### Yapılacak İşler
- a) Metne göre cihazın elektrotları, beynin hangi organları hareket ettiren kısımlarına yerleştiriliyor? Bu organların hepsini sıralayın.
- b) Metindeki "Cihaz; beynin dudakları, çeneyi, gırtlağı" ile başlayıp "etkisi olduğunu söyleyebiliriz." ile biten bölümü, "elektrotların" yerine "sensörlerin" koyarak yeniden yazın.

Beynimiz, günümüzde bile tüm detaylarını açığa çıkaramadığımız ana kontrol merkezimiz, vücudumuzdaki sistemleri ve organları yönetmekle kalmadığı gibi ağzımızdan çıkan lafların ve düşüncelerin de efendisidir. Her bir odasında farklı bir konu üzerinde çalışılan bir ortam bulduğumuz kocaman bir saraya benzetebiliriz insan beynini. Bu sarayı keşfetmek için de bilim insanları ve araştırmacılar bu zamana kadar birçok çalışma ve deney yapmıştır. Bir bakıma bu çalışmalardır bizi günümüz biliminde bu kadar ileri seviyeye taşıyan. En çok konuşulanlarından biri de beynimizdeki düşünceleri okuyan ve konuşan bir sese çeviren cihaz.
Cihaz; beynin dudakları, çeneyi, gırtlağı ve dili hareket ettiren kısımlarına yerleştirilen elektrotların algıladığı hareketlerdeki sinyalleri bilgisayar ortamında sese çeviriyor. Bu çalışmanın bütün düşüncelerimizi sese çevirdiğini varsayarsak günlük hayatımızda oldukça fazla olumlu ve olumsuz etkisi olduğunu söyleyebiliriz.
Bir kafede veya restoranda arkadaşlarımızla oturup sohbet ederken aklımızdan istemsizce de olsa geçen bir eleştiriyi ya da olumsuz bir ön yargıyı sese çeviren bu cihaz toplum içinde kargaşalara yol açabilir, tartışmalar çıkarabilir. Örneğin bir siyasetçinin konuşması sırasında cihaz bütün düşünceleri ses olarak dışarı verirse, yanlış anlaşılmaların oluşabileceği gibi halk arasında gruplaşmalar hatta ülkeler arasında büyük savaşlar yaşanabilir. Sırf kargaşalara yol açmakla kalmaz bu cihaz, bir kişinin üzerinde çokça çalışıp geliştirdiği bir düşünceyi sese çevirdiği zaman kötü niyetli insanların o fikri alıp kendi fikirleri gibi sunması emek hırsızlığına yol açar. Bütün çalışmamız, sarf ettiğimiz güç heba olur birtakım art niyetli insanlara. Buna benzer bir başka durum ise birinin iyi niyetle düşündüğü bir fikir sesle dışa vurulduğu zaman tekrar bu art niyetli insanlar tarafından kötü gösterilebilir. “İnsanlar her şeyi farklı gözler ve farklı düşüncelerle görürler. Fikir ayrılıklarının asıl nedeni budur.” der Montaigne. Bu duruma örnek verebiliriz bunu, düşüncelerimiz dış kuvvetlerin etkisiyle bambaşka yönlere çekilebilir ve oluşan fikir ayrılıklarının sonucu sırf ilişkilerimiz değil, duygu durumumuz ve psikolojimiz de yıpranır. İnsanların birbirlerine nefret, kin ve benzeri kötü duygular beslediği bir toplum ne kadar mutlu olabilir ki?

### Veri Kayıtları
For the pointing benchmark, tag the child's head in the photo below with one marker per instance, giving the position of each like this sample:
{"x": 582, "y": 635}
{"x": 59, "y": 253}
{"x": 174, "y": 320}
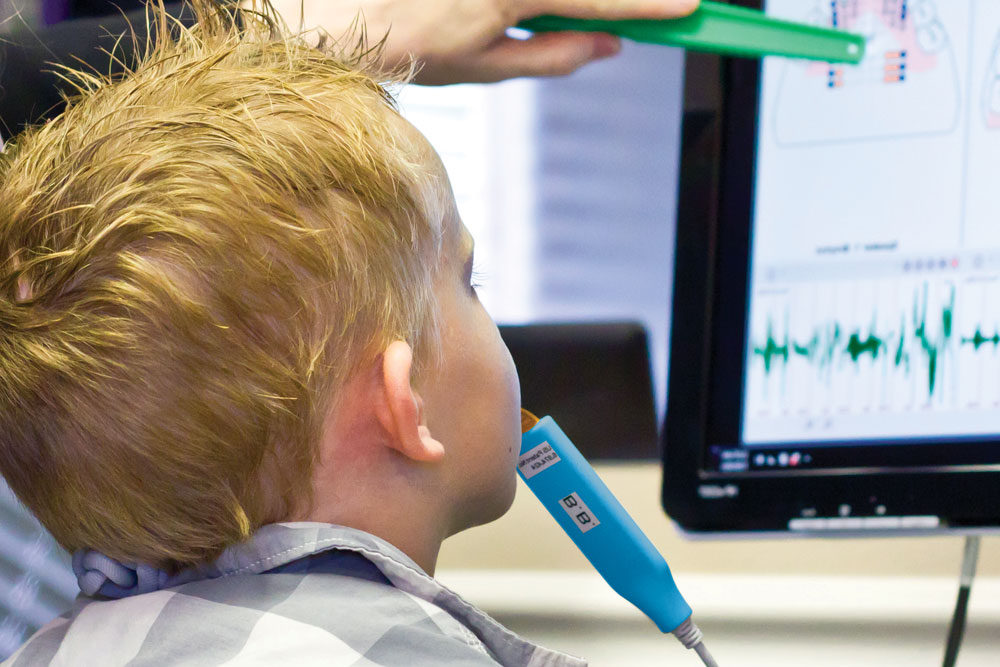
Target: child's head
{"x": 194, "y": 262}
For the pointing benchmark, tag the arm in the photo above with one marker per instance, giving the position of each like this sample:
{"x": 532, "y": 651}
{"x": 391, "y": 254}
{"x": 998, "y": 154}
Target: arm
{"x": 464, "y": 40}
{"x": 29, "y": 87}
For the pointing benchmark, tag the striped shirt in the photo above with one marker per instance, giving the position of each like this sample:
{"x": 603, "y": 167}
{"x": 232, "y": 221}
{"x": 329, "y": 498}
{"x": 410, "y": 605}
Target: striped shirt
{"x": 296, "y": 593}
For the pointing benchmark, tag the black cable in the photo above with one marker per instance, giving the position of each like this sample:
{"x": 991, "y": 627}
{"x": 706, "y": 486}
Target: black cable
{"x": 957, "y": 629}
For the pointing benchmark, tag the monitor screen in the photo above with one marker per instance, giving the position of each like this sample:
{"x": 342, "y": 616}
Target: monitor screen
{"x": 845, "y": 290}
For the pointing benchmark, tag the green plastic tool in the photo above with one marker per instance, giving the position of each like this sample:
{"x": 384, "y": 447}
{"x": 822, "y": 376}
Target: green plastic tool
{"x": 725, "y": 29}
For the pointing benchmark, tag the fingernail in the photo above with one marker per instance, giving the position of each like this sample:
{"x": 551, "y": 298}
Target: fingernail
{"x": 606, "y": 45}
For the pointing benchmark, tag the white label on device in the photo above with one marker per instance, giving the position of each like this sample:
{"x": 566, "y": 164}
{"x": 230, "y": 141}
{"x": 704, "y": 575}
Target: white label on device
{"x": 537, "y": 459}
{"x": 579, "y": 512}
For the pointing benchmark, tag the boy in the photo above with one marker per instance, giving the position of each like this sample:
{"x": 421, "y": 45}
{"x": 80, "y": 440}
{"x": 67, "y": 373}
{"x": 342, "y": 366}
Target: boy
{"x": 243, "y": 373}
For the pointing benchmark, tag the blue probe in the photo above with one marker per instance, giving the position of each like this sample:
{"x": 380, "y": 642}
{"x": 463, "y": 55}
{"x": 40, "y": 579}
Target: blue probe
{"x": 589, "y": 513}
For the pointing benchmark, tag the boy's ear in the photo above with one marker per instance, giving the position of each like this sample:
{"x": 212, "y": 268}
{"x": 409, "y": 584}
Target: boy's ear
{"x": 400, "y": 410}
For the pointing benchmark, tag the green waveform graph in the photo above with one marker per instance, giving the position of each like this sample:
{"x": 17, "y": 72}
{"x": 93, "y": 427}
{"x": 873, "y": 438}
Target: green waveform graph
{"x": 831, "y": 343}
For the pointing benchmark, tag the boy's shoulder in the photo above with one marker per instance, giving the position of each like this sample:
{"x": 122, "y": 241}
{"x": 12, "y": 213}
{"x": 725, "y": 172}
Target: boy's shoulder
{"x": 290, "y": 596}
{"x": 264, "y": 619}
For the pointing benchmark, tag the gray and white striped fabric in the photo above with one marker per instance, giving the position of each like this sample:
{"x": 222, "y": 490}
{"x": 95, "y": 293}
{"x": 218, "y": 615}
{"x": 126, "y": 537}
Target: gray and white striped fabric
{"x": 264, "y": 603}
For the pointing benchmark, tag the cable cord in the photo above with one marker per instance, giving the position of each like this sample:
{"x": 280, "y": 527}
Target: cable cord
{"x": 957, "y": 629}
{"x": 690, "y": 635}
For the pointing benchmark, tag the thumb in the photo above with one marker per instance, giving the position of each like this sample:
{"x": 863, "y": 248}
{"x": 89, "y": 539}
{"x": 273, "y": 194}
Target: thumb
{"x": 543, "y": 54}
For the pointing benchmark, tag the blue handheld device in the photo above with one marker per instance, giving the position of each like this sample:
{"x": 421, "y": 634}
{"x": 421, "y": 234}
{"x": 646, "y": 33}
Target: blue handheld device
{"x": 589, "y": 513}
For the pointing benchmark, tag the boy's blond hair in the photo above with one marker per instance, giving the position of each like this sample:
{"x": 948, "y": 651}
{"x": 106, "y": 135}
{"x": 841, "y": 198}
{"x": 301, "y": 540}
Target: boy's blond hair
{"x": 193, "y": 259}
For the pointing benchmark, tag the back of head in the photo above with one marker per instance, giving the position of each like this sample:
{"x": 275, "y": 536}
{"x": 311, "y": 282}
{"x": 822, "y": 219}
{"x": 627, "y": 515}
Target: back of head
{"x": 193, "y": 258}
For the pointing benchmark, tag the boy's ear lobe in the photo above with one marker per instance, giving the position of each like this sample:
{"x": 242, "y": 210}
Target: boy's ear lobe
{"x": 400, "y": 410}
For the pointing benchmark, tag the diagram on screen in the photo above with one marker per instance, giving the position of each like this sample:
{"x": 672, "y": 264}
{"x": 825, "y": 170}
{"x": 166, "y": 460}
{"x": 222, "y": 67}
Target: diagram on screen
{"x": 907, "y": 83}
{"x": 991, "y": 94}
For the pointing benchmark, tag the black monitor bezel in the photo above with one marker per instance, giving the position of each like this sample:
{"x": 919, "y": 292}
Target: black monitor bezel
{"x": 718, "y": 152}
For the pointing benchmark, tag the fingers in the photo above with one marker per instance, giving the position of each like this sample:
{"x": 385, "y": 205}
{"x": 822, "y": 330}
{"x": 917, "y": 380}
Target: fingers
{"x": 607, "y": 9}
{"x": 545, "y": 54}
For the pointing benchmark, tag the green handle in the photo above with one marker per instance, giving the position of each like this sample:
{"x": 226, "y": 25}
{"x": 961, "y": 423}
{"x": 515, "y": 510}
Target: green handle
{"x": 725, "y": 29}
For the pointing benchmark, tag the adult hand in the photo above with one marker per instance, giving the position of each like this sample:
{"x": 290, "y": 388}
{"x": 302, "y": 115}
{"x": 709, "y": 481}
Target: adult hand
{"x": 465, "y": 40}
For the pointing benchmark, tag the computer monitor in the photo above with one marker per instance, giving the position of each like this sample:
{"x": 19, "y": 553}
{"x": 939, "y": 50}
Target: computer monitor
{"x": 835, "y": 346}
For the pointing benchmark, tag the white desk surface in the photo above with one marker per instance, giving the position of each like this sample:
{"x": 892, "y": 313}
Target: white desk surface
{"x": 748, "y": 621}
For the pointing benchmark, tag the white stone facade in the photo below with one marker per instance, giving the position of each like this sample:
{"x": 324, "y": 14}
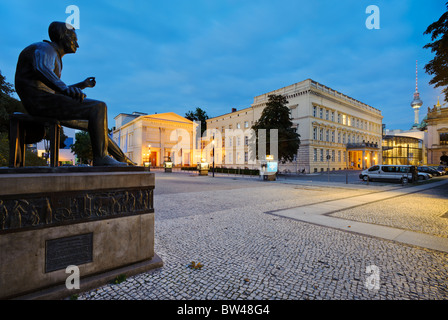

### Cevaplar
- a) Dudaklar, çene, gırtlak ve dil.

- b)
Cihaz; beynin dudakları, çeneyi, gırtlağı ve dili hareket ettiren kısımlarına yerleştirilen sensörlerin algıladığı hareketlerdeki sinyalleri bilgisayar ortamında sese çeviriyor. Bu çalışmanın bütün düşüncelerimizi sese çevirdiğini varsayarsak günlük hayatımızda oldukça fazla olumlu ve olumsuz etkisi olduğunu söyleyebiliriz.